GOAL: Reproduce the following lines verbatim.

(Records of labeled points)
****************************************
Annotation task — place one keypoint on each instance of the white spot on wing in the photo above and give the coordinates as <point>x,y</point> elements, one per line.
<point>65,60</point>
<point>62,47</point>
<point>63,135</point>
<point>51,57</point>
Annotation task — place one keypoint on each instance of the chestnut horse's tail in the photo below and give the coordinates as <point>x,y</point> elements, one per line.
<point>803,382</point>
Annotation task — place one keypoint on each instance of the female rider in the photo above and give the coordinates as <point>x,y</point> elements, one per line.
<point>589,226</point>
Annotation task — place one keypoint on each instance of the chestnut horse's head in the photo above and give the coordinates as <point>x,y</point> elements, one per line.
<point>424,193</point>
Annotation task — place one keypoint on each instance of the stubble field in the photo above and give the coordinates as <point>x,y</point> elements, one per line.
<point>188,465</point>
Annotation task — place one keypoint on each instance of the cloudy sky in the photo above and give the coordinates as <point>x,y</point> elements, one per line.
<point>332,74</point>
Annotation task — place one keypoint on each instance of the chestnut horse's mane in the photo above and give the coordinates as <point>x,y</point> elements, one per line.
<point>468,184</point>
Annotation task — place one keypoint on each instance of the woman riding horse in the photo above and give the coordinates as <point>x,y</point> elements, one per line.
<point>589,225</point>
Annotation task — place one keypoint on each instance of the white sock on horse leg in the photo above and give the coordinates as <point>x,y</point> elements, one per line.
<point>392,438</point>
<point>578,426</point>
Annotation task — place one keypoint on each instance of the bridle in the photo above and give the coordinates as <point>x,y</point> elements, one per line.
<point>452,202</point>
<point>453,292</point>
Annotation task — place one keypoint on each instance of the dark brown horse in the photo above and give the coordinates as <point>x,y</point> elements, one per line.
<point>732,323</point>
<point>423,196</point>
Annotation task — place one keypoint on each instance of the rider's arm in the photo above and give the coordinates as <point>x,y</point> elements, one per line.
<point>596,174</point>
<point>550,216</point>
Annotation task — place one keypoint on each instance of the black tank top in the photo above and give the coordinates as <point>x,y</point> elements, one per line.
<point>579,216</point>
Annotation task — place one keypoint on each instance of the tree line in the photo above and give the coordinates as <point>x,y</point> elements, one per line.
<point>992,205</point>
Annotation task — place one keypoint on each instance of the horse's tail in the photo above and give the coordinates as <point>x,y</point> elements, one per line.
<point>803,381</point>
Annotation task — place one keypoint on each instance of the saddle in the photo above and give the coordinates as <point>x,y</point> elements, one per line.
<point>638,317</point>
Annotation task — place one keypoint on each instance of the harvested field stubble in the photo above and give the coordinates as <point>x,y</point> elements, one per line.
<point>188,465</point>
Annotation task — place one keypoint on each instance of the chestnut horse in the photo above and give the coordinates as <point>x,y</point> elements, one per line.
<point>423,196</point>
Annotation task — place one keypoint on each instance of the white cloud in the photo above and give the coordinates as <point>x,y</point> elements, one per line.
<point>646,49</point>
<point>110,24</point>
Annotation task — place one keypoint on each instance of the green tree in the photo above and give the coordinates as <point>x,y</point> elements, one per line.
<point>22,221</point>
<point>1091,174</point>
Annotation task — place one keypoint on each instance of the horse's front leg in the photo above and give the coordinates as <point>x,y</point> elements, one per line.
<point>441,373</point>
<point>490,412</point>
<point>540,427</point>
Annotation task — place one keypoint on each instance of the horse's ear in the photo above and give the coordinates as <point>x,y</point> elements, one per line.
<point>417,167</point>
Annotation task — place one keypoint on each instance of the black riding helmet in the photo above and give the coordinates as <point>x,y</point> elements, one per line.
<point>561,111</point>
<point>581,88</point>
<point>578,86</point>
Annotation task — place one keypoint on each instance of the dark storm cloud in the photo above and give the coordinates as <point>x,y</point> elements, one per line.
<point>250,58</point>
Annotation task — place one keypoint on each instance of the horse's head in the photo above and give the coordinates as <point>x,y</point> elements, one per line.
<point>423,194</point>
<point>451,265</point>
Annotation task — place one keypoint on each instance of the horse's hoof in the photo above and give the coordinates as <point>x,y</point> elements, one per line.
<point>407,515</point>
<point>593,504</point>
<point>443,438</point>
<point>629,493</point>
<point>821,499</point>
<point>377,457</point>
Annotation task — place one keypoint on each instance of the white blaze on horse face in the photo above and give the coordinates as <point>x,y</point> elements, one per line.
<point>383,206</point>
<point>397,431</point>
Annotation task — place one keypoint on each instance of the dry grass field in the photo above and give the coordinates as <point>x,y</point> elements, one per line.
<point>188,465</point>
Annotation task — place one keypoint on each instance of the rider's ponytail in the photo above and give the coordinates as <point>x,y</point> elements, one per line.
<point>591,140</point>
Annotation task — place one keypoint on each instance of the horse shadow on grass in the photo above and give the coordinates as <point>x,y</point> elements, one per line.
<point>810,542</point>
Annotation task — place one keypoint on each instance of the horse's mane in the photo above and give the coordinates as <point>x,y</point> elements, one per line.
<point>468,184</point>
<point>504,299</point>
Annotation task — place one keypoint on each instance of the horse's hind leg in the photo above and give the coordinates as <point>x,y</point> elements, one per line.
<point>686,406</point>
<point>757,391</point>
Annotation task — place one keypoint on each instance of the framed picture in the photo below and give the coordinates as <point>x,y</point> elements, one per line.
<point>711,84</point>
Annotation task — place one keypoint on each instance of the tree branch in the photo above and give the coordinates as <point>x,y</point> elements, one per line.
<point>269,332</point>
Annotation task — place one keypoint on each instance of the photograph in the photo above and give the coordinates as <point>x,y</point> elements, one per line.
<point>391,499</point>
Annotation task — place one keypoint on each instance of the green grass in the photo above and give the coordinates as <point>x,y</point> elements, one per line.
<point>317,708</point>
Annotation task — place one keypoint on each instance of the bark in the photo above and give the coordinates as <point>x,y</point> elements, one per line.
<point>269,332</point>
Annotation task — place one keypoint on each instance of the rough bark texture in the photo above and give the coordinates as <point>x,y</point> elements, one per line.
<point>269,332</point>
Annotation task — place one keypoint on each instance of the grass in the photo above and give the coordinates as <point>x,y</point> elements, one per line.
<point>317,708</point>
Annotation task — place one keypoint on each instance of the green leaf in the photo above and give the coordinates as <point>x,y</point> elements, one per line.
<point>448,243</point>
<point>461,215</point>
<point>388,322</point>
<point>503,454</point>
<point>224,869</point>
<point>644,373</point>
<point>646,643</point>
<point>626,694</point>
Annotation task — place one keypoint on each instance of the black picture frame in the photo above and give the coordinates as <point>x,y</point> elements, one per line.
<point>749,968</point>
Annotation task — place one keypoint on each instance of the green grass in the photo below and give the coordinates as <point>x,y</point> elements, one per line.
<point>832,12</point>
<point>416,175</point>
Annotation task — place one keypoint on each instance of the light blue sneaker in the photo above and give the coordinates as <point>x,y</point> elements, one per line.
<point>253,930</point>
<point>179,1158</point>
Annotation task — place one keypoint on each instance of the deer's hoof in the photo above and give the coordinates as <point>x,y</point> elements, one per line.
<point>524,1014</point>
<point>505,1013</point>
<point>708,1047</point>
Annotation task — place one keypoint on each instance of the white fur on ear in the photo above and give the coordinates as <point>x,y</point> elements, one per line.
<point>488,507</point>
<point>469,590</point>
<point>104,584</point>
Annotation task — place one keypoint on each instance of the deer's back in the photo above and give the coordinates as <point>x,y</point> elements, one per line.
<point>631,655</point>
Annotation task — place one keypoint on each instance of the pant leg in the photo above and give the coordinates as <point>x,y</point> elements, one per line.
****************************************
EXERCISE SOLUTION:
Annotation task — place one keypoint on each instance of the white spot on wing in the photo above and give the coordinates as <point>x,y</point> elements, one per line.
<point>65,60</point>
<point>62,47</point>
<point>63,135</point>
<point>51,57</point>
Annotation task — place one keypoint on each instance of the chestnut horse's tail in the photo below and give the coordinates as <point>x,y</point> elements, one per line.
<point>803,382</point>
Annotation task — place one keypoint on each instance of the female rider in the photo above and give the coordinates as <point>x,y</point> elements, one per line.
<point>589,226</point>
Annotation task — place one keypoint on each instance of the chestnut horse's head in the photo above and give the coordinates as <point>x,y</point> elements, one per line.
<point>424,193</point>
Annotation task — place one keypoint on each instance of the stubble field in the photo above and give the coordinates as <point>x,y</point> elements, one per line.
<point>188,465</point>
Annotation task — place one keypoint on each instance of the cloudy sky in the photo above and give the coordinates as <point>x,y</point> elements, one per line.
<point>332,74</point>
Annotation task — place one keypoint on each instance of the chestnut horse's mane in the photo above and give the coordinates as <point>x,y</point> elements, one per line.
<point>468,184</point>
Annotation task — place one keypoint on each instance of the woman riding horse in the photo above and give the coordinates as <point>x,y</point> elements, one per line.
<point>589,225</point>
Annotation task — place one keypoint on each instance of the white sock on horse leg in the photo above and give the coordinates as <point>x,y</point> elements, one per line.
<point>392,438</point>
<point>578,426</point>
Annotation task — place one keypoint on each instance of the bridle in the photo above and give the coordinates as <point>x,y</point> elements, one per line.
<point>452,202</point>
<point>453,292</point>
Annotation task — place one keypoint on each instance of the dark brown horse in the photo above and give the coordinates as <point>x,y</point> elements, one per line.
<point>732,323</point>
<point>423,196</point>
Annotation task — place one keypoint on each instance of the rider's arm in the photo above and give the coordinates as <point>x,y</point> elements, one per line.
<point>596,174</point>
<point>550,216</point>
Annotation task — place one keypoint on each instance of the black tank top in the photo above and give the coordinates as <point>x,y</point> elements, one per line.
<point>579,216</point>
Annotation task — place one keypoint on each instance of the tree line in the photo above and give the coordinates as <point>x,y</point> elements, one per line.
<point>992,205</point>
Annotation task — place one keypoint on each instance of the horse's tail in the photo above and give the coordinates as <point>x,y</point> elements, one per line.
<point>803,381</point>
Annotation task — place one keypoint on each instance of the saddle in the photo above and give the coordinates as <point>x,y</point> elements, one per line.
<point>638,317</point>
Annotation task — place one keypoint on each instance of the harvested field stubble in the photo above and give the coordinates as <point>x,y</point> elements, one per line.
<point>188,465</point>
Annotation task — place one keypoint on each instance of the chestnut horse in the photo above and give the coordinates as <point>x,y</point> elements, one per line.
<point>423,196</point>
Annotation task — place one keypoint on each instance of the white cloud in the photo above and give the coordinates as <point>x,y</point> elements, one per line.
<point>646,49</point>
<point>110,24</point>
Annotation task — place one keypoint on each instance of the green tree in the photo above and give the coordinates as <point>x,y</point> elements, one per line.
<point>22,221</point>
<point>1091,174</point>
Annotation task — place one keypoint on each instance of the horse's front leg in the photo above and give the coordinates as <point>x,y</point> elements, one per line.
<point>441,373</point>
<point>490,412</point>
<point>540,427</point>
Annotation task — place one keypoint on each instance of the horse's ear in the photo above and give the coordinates as <point>x,y</point> elements, one per line.
<point>417,167</point>
Annotation task — place one keypoint on each instance of the black riding helmet in the photo above and give the coordinates as <point>x,y</point> elements, one per line.
<point>561,111</point>
<point>581,88</point>
<point>578,86</point>
Annotation task — place one keypoint on each instance of the dark storm cloud in the photo above and give the coordinates as <point>x,y</point> elements, one per line.
<point>250,58</point>
Annotation task — place one keypoint on each instance of the horse's head in the photo above and give the coordinates as <point>x,y</point> elements, one per line.
<point>423,194</point>
<point>451,265</point>
Annotation task — place one keypoint on each instance of the horse's hoof in the photo above and give the coordinates as <point>x,y</point> elements, one per line.
<point>407,515</point>
<point>593,504</point>
<point>443,438</point>
<point>629,493</point>
<point>821,499</point>
<point>377,457</point>
Annotation task — place one keypoint on each instance of the white blaze on horse face in the photo above and give the coordinates as <point>x,y</point> elements, one per line.
<point>383,206</point>
<point>397,431</point>
Annotation task — place one keypoint on each instance of the dry grass field in the photo above and give the coordinates as <point>x,y</point> elements, one per line.
<point>188,465</point>
Annotation task — place one keypoint on each instance of the rider's ponytail in the photo above and give the coordinates as <point>x,y</point> elements, one per line.
<point>591,140</point>
Annotation task — place one keypoint on each instance of the horse shadow on grass in the photo above and give the coordinates as <point>x,y</point> elements, one per line.
<point>810,542</point>
Annotation task — place one keypoint on each instance of the horse's mane in the photo above and give the coordinates as <point>x,y</point> elements, one per line.
<point>468,184</point>
<point>504,299</point>
Annotation task — place one keypoint on each instance of the horse's hind leg in the photo above and give the coordinates as <point>x,y</point> elements, one per line.
<point>686,406</point>
<point>757,391</point>
Annotation task — place one keypoint on each instance of the framed picture in the photo below and give the coordinates as <point>x,y</point> elements, one per line.
<point>711,84</point>
Annotation task — place one keypoint on each instance of the tree branch in the photo above and give the coordinates as <point>x,y</point> elements, one per line.
<point>269,332</point>
Annotation task — place one keypoint on each instance of the photograph in the photo above and give the coordinates as <point>x,y</point> elements, one per line.
<point>391,499</point>
Annotation task — place one keypoint on each instance of the green grass in the photo above and give the coordinates as <point>x,y</point> elements, one per line.
<point>317,708</point>
Annotation task — place one keypoint on each instance of the bark in the photo above and give the coordinates as <point>x,y</point> elements, one per line.
<point>269,332</point>
Annotation task — place one keypoint on each instance of the rough bark texture in the photo above and give the coordinates as <point>x,y</point> elements, one per line.
<point>269,332</point>
Annotation task — place one keypoint on each instance of the grass in the photo above and give the coordinates as <point>x,y</point> elements, one per line.
<point>317,708</point>
Annotation task — place one keypoint on each instance of the green leaf in the photo above and give the coordinates as <point>x,y</point> elements, one per line.
<point>448,243</point>
<point>461,215</point>
<point>388,322</point>
<point>503,454</point>
<point>224,869</point>
<point>644,373</point>
<point>646,643</point>
<point>626,694</point>
Annotation task — place one keypoint on each instance of the black picture frame in the photo above and give the coordinates as <point>x,y</point> elements, one per line.
<point>749,968</point>
Annotation task — place one keypoint on each instance of the green grass in the photo below and give the coordinates as <point>x,y</point> elements, one per line.
<point>832,12</point>
<point>416,175</point>
Annotation task — place one keypoint on each instance of the light blue sneaker in the photo above and give the coordinates as <point>x,y</point> elements, one per line.
<point>253,930</point>
<point>179,1158</point>
Annotation task — place one keypoint on each instance of the deer's hoof in the photo above and give the coordinates as <point>x,y</point> elements, one per line.
<point>524,1014</point>
<point>505,1013</point>
<point>708,1047</point>
Annotation task — place one keypoint on each instance of the white fur on ear in the photo above and give the coordinates as <point>x,y</point> elements, one per line.
<point>488,507</point>
<point>469,590</point>
<point>104,584</point>
Annotation task — place one keypoint on each instance of the deer's back in the photo above and give the coordinates as <point>x,y</point> elements, one per line.
<point>631,655</point>
Annotation task — place one keypoint on each instance of the pant leg in the photo above and give the coordinates as <point>x,y</point> elements, one per line.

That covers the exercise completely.